- [What the task asks]: Could you repeat the records below exactly, leaving out any pictures?

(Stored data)

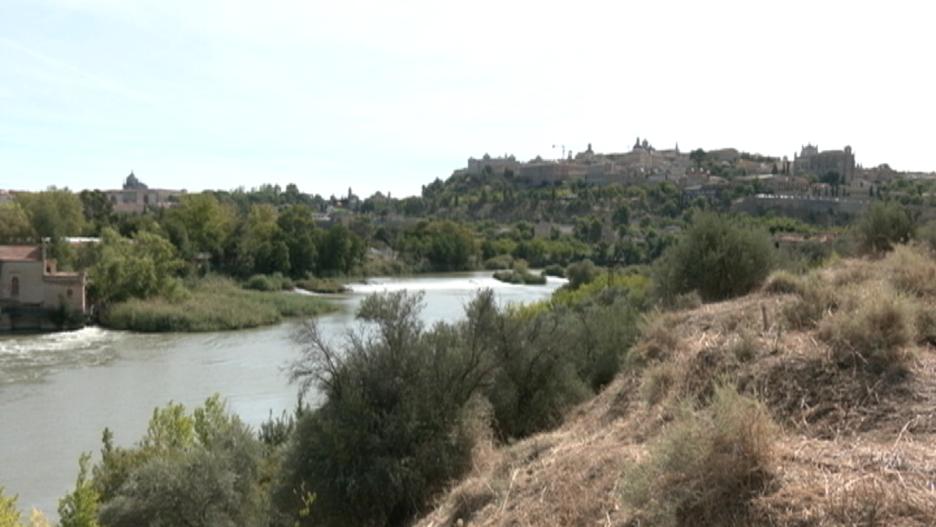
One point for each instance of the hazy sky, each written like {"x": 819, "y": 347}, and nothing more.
{"x": 390, "y": 95}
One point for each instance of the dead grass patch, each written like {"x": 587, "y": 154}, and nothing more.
{"x": 783, "y": 283}
{"x": 874, "y": 332}
{"x": 707, "y": 465}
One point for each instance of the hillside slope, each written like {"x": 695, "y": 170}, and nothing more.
{"x": 842, "y": 361}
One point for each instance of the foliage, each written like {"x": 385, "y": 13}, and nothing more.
{"x": 203, "y": 468}
{"x": 202, "y": 224}
{"x": 884, "y": 224}
{"x": 212, "y": 304}
{"x": 9, "y": 514}
{"x": 54, "y": 213}
{"x": 520, "y": 274}
{"x": 389, "y": 433}
{"x": 445, "y": 245}
{"x": 554, "y": 270}
{"x": 715, "y": 257}
{"x": 261, "y": 247}
{"x": 273, "y": 282}
{"x": 340, "y": 251}
{"x": 707, "y": 465}
{"x": 580, "y": 273}
{"x": 14, "y": 223}
{"x": 139, "y": 268}
{"x": 873, "y": 331}
{"x": 80, "y": 507}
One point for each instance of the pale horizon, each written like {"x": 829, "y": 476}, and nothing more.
{"x": 376, "y": 97}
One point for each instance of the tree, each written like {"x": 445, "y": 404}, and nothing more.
{"x": 80, "y": 507}
{"x": 581, "y": 273}
{"x": 198, "y": 469}
{"x": 391, "y": 431}
{"x": 883, "y": 225}
{"x": 141, "y": 267}
{"x": 340, "y": 251}
{"x": 14, "y": 223}
{"x": 9, "y": 514}
{"x": 54, "y": 213}
{"x": 715, "y": 257}
{"x": 297, "y": 225}
{"x": 207, "y": 223}
{"x": 621, "y": 215}
{"x": 261, "y": 247}
{"x": 98, "y": 209}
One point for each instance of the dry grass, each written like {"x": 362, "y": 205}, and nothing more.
{"x": 911, "y": 270}
{"x": 854, "y": 447}
{"x": 783, "y": 283}
{"x": 816, "y": 299}
{"x": 873, "y": 331}
{"x": 706, "y": 467}
{"x": 658, "y": 340}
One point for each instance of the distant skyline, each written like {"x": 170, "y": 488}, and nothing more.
{"x": 388, "y": 96}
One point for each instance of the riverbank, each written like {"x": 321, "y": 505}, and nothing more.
{"x": 212, "y": 304}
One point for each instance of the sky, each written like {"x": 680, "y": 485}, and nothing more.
{"x": 387, "y": 96}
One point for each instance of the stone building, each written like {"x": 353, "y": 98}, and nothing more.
{"x": 135, "y": 197}
{"x": 813, "y": 162}
{"x": 31, "y": 288}
{"x": 496, "y": 165}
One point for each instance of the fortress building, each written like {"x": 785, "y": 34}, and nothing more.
{"x": 812, "y": 162}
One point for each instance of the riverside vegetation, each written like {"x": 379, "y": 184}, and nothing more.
{"x": 269, "y": 236}
{"x": 621, "y": 400}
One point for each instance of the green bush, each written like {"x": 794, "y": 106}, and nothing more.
{"x": 261, "y": 282}
{"x": 328, "y": 286}
{"x": 581, "y": 273}
{"x": 706, "y": 467}
{"x": 204, "y": 468}
{"x": 214, "y": 304}
{"x": 874, "y": 332}
{"x": 715, "y": 257}
{"x": 554, "y": 270}
{"x": 503, "y": 261}
{"x": 816, "y": 300}
{"x": 391, "y": 431}
{"x": 883, "y": 226}
{"x": 782, "y": 283}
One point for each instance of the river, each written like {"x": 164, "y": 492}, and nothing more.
{"x": 59, "y": 391}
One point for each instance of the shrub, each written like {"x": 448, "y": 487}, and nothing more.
{"x": 390, "y": 433}
{"x": 782, "y": 283}
{"x": 554, "y": 270}
{"x": 581, "y": 273}
{"x": 260, "y": 282}
{"x": 203, "y": 468}
{"x": 326, "y": 286}
{"x": 271, "y": 282}
{"x": 911, "y": 271}
{"x": 503, "y": 261}
{"x": 656, "y": 382}
{"x": 883, "y": 226}
{"x": 520, "y": 274}
{"x": 707, "y": 465}
{"x": 926, "y": 235}
{"x": 874, "y": 332}
{"x": 214, "y": 304}
{"x": 715, "y": 257}
{"x": 658, "y": 337}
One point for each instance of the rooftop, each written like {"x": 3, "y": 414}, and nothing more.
{"x": 14, "y": 253}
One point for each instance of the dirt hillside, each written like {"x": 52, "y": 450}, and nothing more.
{"x": 842, "y": 360}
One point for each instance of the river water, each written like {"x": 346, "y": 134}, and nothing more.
{"x": 59, "y": 391}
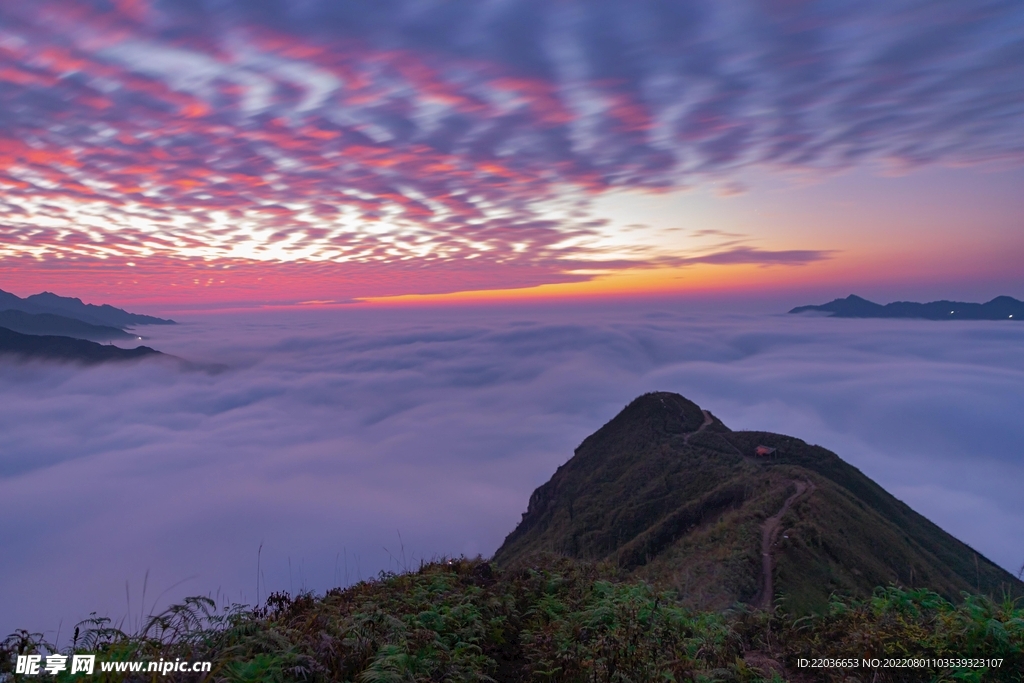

- [Result of the task]:
One point for each instance of the hazy sky, each written like {"x": 819, "y": 347}, and nothing more.
{"x": 390, "y": 95}
One point for each instance of the dead grass patch, each written like {"x": 587, "y": 154}, and nothing more.
{"x": 783, "y": 283}
{"x": 874, "y": 332}
{"x": 707, "y": 465}
One point for each instance of the hillside slope, each written like {"x": 695, "y": 170}, and nothing more.
{"x": 842, "y": 361}
One point for each instance of the foliage, each written like {"x": 385, "y": 13}, and nothing more.
{"x": 203, "y": 468}
{"x": 202, "y": 224}
{"x": 884, "y": 224}
{"x": 212, "y": 304}
{"x": 9, "y": 514}
{"x": 54, "y": 213}
{"x": 520, "y": 274}
{"x": 389, "y": 433}
{"x": 445, "y": 245}
{"x": 554, "y": 270}
{"x": 715, "y": 257}
{"x": 261, "y": 247}
{"x": 273, "y": 282}
{"x": 340, "y": 251}
{"x": 707, "y": 465}
{"x": 580, "y": 273}
{"x": 14, "y": 223}
{"x": 139, "y": 268}
{"x": 873, "y": 331}
{"x": 80, "y": 507}
One point for each instance of the pale horizon, each written like {"x": 829, "y": 476}, and nothing more.
{"x": 376, "y": 97}
One point for each instance of the tree, each written like {"x": 445, "y": 404}, and nothing more.
{"x": 80, "y": 507}
{"x": 581, "y": 273}
{"x": 198, "y": 469}
{"x": 391, "y": 431}
{"x": 883, "y": 225}
{"x": 141, "y": 267}
{"x": 340, "y": 251}
{"x": 14, "y": 223}
{"x": 9, "y": 514}
{"x": 54, "y": 213}
{"x": 715, "y": 257}
{"x": 297, "y": 225}
{"x": 207, "y": 223}
{"x": 621, "y": 215}
{"x": 261, "y": 247}
{"x": 98, "y": 209}
One point for each instance of the dry grass, each written like {"x": 362, "y": 205}, and nothing more.
{"x": 911, "y": 270}
{"x": 854, "y": 447}
{"x": 783, "y": 283}
{"x": 816, "y": 299}
{"x": 873, "y": 331}
{"x": 706, "y": 467}
{"x": 658, "y": 340}
One point for each instance of the distant skyline, each written like {"x": 170, "y": 488}, and nothing more.
{"x": 388, "y": 96}
One point for each instance of the riverbank, each written like {"x": 321, "y": 505}, and nothing more.
{"x": 212, "y": 304}
One point for each instance of the sky, each written like {"x": 680, "y": 485}, and nothing more.
{"x": 387, "y": 96}
One point for each instance of the stone building, each written like {"x": 353, "y": 98}, and nothing more.
{"x": 135, "y": 197}
{"x": 813, "y": 162}
{"x": 31, "y": 288}
{"x": 496, "y": 165}
One point for each instance of the fortress building, each written like {"x": 785, "y": 34}, and nothing more.
{"x": 812, "y": 162}
One point for each instance of the riverside vegetation, each written like {"x": 379, "y": 184}, and nothing more.
{"x": 269, "y": 236}
{"x": 621, "y": 400}
One point for each instance of the green bush, each written like {"x": 794, "y": 106}, and nothing more.
{"x": 261, "y": 282}
{"x": 328, "y": 286}
{"x": 581, "y": 273}
{"x": 706, "y": 467}
{"x": 204, "y": 468}
{"x": 214, "y": 304}
{"x": 874, "y": 332}
{"x": 715, "y": 257}
{"x": 554, "y": 270}
{"x": 503, "y": 261}
{"x": 816, "y": 300}
{"x": 391, "y": 431}
{"x": 883, "y": 226}
{"x": 782, "y": 283}
One point for each instance of the river, each written like {"x": 164, "y": 492}, and nothing more.
{"x": 59, "y": 391}
One point for each instance of the shrub, each written like {"x": 448, "y": 487}, and nothing more.
{"x": 390, "y": 433}
{"x": 782, "y": 283}
{"x": 554, "y": 270}
{"x": 581, "y": 273}
{"x": 260, "y": 282}
{"x": 203, "y": 468}
{"x": 326, "y": 286}
{"x": 271, "y": 282}
{"x": 911, "y": 271}
{"x": 503, "y": 261}
{"x": 656, "y": 382}
{"x": 883, "y": 226}
{"x": 520, "y": 274}
{"x": 707, "y": 465}
{"x": 926, "y": 235}
{"x": 874, "y": 332}
{"x": 214, "y": 304}
{"x": 715, "y": 257}
{"x": 658, "y": 337}
One point for each instance of the rooftop, each written like {"x": 3, "y": 414}, and nothing more.
{"x": 14, "y": 253}
One point for each instance of the dirt hillside, each written like {"x": 52, "y": 450}, and nothing more.
{"x": 842, "y": 360}
One point for each instance of the river water, each written like {"x": 346, "y": 134}, and nothing more.
{"x": 59, "y": 391}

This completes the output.